[The problem]
Can you gather every line in the entries below that contains the word "water"? Case matters, so match only that exact capitalization.

[Entries from a data source]
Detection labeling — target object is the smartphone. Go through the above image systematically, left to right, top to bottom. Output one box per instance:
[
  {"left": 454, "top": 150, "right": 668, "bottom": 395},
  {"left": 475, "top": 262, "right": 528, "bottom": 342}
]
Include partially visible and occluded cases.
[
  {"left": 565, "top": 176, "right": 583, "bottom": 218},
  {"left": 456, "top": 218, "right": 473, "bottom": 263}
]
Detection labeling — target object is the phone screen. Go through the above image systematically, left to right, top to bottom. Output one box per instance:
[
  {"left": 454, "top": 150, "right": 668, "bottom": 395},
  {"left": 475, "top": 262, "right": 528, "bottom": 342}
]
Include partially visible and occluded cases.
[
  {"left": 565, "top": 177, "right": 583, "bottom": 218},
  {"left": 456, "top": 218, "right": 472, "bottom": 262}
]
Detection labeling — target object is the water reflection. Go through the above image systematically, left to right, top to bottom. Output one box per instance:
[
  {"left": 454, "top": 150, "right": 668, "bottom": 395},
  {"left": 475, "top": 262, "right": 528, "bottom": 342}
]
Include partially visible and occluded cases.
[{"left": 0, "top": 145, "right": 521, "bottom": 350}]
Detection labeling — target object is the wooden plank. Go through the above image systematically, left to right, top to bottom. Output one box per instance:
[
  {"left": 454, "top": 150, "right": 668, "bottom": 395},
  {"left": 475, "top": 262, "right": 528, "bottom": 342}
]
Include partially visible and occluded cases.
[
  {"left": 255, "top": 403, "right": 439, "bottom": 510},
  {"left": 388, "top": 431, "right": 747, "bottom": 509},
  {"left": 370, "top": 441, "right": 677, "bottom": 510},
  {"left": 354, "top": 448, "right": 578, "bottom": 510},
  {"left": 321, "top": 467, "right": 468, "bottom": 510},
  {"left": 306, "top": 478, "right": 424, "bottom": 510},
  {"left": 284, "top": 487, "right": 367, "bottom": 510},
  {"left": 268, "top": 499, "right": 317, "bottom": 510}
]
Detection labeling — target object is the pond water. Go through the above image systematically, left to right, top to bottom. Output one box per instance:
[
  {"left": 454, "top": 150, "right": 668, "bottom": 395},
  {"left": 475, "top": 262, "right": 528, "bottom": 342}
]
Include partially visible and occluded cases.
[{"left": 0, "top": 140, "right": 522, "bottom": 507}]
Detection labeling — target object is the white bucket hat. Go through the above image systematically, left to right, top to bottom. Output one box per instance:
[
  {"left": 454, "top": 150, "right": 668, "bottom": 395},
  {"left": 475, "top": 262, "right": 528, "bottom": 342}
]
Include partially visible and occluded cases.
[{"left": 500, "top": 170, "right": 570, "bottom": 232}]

[Solved problem]
Detection labeling — target object is the water reflection. Go through the above image systematically, left to right, top to bottom. Output one box per instance:
Detection labeling — target object is the pond water. Go through the above image systematically, left to right, top to bottom. Output one box per instance:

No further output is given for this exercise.